> [TEXT PROVIDED]
---

Boundary Value Problem Requiring Quarterwave Symmetry

[TheJfactors]

I can't seem to find an explicit or analytical solution to a boundary value problem and thought I might ask those more knowledgeable on the subject than me. If t is an independent variable and m(t) and n(t) are two dependent variables with the following 8 constraints:

a) m' =0 @T=0 and t=pi/2 b) n' =0 @T=0 and t=pi/2
c) m' ' =0 @T=0 and t=pi/2 d) n' ' =0 @T=0 and t=pi/2

I need to solve the following differential equation:

(((1+1/4)+((pi/2-t)+m)/pi)∙(1+m^' )+((3-1/4)-((pi/2-t)-n)/pi)∙(1-n^' )) + (((1+1/4)+(t+m)/pi)∙(1+m^' )+((3-1/4)-(t-n)/pi)∙(1-n^' )) = 1

for m(t) and n(t), you can assume a profile for one of them as long as it is satisfies the conditions listed above. Thus far I've had no luck finding a profile for both that can satisfy those boundary conditions.

 

[TheJfactors]

Here's a slightly easier to read version, I didn't see the formatting errors when I copied it over from equation editor:
$(((1+\frac{1}{4})+\frac{(\frac{pi}{2}-t)+m}{pi})∙(1+m' )+((3-\frac{1}{4})-\frac{(\frac{pi}{2}-t)-n}{pi})∙(1-n' )) + (((1+\frac{1}{4})+\frac{t+m}{pi})∙(1+m' )+((3-\frac{1}{4})-\frac{t-n}{pi})∙(1-n' )) = 1$

---

> [SHORT TASK 1] For each statement about the forum thread, answer yes or no and quote the words that decide it: (a) The poster lists eight constraints. (b) The poster has found profiles for both m and n that meet the boundary conditions. (c) The second post was added because formatting errors went unnoticed in the first copy.
> [SHORT TASK 2] Multiply every bounding-box coordinate in the answers by 1.6 and round to whole numbers, with halves going up. Then reproduce the rows, requests included, starting at the line containing "the brown dried" and ending at the line containing "273 28 284 87". Give only those lines.
The forum thread above has no connection to the rows that follow.

[Entries for locating named things]
---

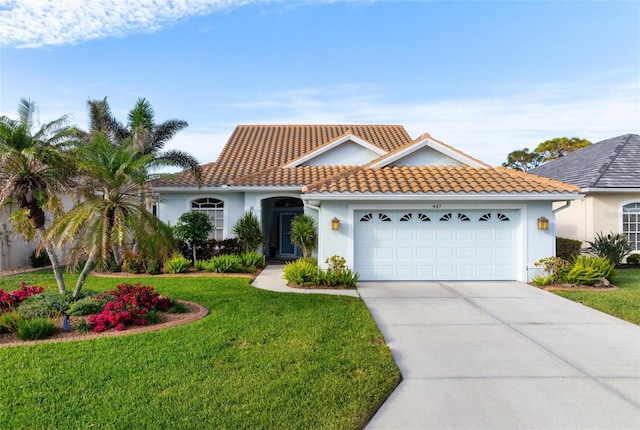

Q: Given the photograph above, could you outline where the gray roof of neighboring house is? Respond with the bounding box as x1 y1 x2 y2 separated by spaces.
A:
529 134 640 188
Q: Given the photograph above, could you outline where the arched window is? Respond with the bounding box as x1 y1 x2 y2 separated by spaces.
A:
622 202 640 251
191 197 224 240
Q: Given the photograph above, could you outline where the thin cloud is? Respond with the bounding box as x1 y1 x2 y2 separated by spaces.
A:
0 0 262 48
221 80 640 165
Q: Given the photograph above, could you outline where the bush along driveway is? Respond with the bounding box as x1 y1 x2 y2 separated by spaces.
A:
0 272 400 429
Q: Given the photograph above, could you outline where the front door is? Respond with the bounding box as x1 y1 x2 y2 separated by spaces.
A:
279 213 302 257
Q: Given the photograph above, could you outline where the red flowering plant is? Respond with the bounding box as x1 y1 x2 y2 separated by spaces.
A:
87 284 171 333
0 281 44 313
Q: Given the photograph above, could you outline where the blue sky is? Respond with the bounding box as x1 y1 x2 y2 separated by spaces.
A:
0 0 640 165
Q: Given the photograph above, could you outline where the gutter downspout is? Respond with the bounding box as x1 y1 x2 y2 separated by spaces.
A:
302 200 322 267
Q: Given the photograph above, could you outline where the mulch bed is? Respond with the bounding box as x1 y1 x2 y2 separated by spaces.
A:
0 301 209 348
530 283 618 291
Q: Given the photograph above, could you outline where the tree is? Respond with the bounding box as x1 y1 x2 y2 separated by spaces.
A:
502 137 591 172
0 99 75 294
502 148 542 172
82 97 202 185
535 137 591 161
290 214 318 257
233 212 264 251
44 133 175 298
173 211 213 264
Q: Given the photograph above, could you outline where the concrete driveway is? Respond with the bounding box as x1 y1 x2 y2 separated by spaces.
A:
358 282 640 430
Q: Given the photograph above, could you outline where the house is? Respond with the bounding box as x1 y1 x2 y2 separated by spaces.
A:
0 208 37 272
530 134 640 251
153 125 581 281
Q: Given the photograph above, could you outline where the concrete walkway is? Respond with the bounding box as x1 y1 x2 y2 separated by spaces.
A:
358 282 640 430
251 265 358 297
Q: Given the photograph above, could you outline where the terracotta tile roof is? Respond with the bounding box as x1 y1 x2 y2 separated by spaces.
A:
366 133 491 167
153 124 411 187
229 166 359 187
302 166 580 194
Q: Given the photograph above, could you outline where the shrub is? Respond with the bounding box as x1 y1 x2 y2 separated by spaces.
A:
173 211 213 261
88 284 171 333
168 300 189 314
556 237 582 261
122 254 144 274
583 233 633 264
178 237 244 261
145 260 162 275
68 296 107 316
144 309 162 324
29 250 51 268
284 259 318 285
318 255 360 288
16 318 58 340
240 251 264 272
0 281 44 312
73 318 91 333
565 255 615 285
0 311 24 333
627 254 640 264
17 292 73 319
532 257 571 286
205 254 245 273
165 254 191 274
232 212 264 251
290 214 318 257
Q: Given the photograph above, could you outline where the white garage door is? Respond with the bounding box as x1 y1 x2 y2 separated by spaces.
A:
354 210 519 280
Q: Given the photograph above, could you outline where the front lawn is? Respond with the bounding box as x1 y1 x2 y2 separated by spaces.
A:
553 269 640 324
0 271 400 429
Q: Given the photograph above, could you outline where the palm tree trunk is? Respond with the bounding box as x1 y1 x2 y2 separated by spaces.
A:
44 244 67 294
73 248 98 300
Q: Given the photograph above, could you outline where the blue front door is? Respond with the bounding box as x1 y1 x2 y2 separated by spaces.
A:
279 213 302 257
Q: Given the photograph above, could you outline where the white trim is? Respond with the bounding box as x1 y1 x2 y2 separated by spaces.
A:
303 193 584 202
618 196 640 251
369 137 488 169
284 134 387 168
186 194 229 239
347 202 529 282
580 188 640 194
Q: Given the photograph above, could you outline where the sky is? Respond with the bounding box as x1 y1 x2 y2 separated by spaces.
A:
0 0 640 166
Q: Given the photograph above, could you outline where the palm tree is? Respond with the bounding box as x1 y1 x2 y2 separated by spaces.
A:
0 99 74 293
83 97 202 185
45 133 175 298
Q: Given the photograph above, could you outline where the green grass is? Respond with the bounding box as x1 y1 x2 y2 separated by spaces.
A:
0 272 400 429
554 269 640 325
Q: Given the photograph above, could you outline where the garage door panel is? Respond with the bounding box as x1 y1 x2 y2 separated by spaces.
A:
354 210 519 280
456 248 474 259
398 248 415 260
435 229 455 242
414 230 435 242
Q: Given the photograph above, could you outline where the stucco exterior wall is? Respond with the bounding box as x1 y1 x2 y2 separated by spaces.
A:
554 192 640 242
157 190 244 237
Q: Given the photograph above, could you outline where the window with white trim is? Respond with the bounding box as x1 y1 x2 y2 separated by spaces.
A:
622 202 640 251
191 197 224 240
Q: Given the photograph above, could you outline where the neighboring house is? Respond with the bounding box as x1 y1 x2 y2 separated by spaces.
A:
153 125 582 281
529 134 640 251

---

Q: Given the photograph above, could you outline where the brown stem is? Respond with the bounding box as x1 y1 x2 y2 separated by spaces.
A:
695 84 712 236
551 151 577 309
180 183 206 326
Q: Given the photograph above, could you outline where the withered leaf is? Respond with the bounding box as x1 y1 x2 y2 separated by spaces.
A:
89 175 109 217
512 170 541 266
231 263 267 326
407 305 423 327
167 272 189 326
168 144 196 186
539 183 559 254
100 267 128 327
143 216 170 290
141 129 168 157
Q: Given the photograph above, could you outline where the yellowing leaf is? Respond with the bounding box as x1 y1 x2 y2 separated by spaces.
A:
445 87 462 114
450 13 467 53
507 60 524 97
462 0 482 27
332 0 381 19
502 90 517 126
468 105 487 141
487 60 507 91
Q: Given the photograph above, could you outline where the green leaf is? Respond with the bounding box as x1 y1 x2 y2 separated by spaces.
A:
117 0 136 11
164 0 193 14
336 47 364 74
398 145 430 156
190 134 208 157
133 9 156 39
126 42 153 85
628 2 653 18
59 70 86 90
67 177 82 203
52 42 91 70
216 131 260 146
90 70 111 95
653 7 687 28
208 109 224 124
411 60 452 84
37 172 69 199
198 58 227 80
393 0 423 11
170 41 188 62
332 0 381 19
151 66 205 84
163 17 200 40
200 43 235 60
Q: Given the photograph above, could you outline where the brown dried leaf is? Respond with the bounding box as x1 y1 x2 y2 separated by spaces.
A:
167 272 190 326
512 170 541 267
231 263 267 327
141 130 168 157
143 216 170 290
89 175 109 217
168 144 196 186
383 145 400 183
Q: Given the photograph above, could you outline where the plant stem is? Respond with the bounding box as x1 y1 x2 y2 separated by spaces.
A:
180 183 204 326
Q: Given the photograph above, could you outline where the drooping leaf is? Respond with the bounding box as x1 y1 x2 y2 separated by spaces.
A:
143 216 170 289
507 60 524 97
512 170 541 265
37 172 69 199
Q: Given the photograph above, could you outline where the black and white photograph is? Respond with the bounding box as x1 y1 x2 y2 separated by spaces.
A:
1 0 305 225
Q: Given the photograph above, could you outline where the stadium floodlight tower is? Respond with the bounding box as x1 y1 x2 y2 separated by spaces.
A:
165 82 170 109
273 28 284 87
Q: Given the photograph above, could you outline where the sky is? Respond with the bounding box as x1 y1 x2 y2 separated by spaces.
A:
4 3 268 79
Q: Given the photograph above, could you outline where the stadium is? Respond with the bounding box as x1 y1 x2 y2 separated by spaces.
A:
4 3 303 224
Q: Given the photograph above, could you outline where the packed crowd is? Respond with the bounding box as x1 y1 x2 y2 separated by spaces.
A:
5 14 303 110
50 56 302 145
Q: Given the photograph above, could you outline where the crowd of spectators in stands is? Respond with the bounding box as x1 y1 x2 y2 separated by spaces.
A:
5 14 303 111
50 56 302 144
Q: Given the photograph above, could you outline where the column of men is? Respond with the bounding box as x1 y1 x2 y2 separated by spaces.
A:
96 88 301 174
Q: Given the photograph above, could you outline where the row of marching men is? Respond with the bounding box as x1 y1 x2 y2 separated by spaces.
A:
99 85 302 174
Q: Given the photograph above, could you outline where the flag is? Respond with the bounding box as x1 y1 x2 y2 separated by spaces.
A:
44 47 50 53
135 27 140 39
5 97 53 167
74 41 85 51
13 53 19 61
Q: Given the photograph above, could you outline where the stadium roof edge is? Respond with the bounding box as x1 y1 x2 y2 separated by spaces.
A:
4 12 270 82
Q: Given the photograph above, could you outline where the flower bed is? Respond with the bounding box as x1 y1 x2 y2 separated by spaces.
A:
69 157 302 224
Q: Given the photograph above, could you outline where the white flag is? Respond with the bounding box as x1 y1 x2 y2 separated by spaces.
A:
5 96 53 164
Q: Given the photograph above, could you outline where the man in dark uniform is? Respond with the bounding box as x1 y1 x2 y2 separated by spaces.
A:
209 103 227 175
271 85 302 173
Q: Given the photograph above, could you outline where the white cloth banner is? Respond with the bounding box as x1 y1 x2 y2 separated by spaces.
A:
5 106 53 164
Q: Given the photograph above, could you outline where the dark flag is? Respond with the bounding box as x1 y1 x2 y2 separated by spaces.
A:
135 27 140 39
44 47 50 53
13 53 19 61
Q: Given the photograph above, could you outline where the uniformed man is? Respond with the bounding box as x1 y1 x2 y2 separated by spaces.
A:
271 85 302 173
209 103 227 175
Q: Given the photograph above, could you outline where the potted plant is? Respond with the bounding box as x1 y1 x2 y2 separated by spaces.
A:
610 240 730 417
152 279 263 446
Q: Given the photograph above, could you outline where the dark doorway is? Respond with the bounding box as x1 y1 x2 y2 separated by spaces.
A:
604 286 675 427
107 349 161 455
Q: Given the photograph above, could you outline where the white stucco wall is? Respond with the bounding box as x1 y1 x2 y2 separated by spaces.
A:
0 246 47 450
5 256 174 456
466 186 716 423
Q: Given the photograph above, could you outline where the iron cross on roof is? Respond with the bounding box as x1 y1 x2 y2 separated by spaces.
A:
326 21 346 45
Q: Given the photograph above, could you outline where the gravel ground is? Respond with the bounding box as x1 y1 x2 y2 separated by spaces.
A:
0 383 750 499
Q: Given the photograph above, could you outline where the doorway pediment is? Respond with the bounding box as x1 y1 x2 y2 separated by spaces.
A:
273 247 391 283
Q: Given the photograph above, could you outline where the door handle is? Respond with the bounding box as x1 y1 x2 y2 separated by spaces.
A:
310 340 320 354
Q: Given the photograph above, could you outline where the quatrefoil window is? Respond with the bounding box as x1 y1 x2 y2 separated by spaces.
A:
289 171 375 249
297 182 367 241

---

> [WORKED ANSWER 1]
(a) Yes: "with the following 8 constraints"
(b) No: "Thus far I've had no luck finding a profile for both that can satisfy those boundary conditions."
(c) Yes: "I didn't see the formatting errors when I copied it over from equation editor"

> [WORKED ANSWER 2]
Q: Given the photograph above, could you outline where the brown dried leaf is? Respond with the bounding box as x1 y1 x2 y2 separated by spaces.
A:
267 435 304 522
819 272 866 427
370 421 427 523
226 208 269 251
229 346 272 464
142 280 174 347
269 230 314 298
613 232 640 293
Q: Given the photograph above, could you outline where the plant stem is? Respond with the bounding box as x1 y1 x2 y2 separated by spaces.
A:
288 293 326 522
Q: Given the photograph above, could you outline where the drooping leaf is? Respond with the bounding box as x1 y1 x2 y2 separated by spaces.
A:
229 346 272 462
811 96 838 155
819 272 866 424
59 275 110 318
Q: Given the photograph above, could you outline where the black and white photograph is? Respond with the bounding box as x1 y1 x2 y2 separated by spaces.
A:
2 0 488 360
Q: Given the photograph above, could you outline where the stadium floodlight tower is? Respond with the bounding box as x1 y1 x2 y2 separated by spaces.
A:
264 131 272 174
437 45 454 139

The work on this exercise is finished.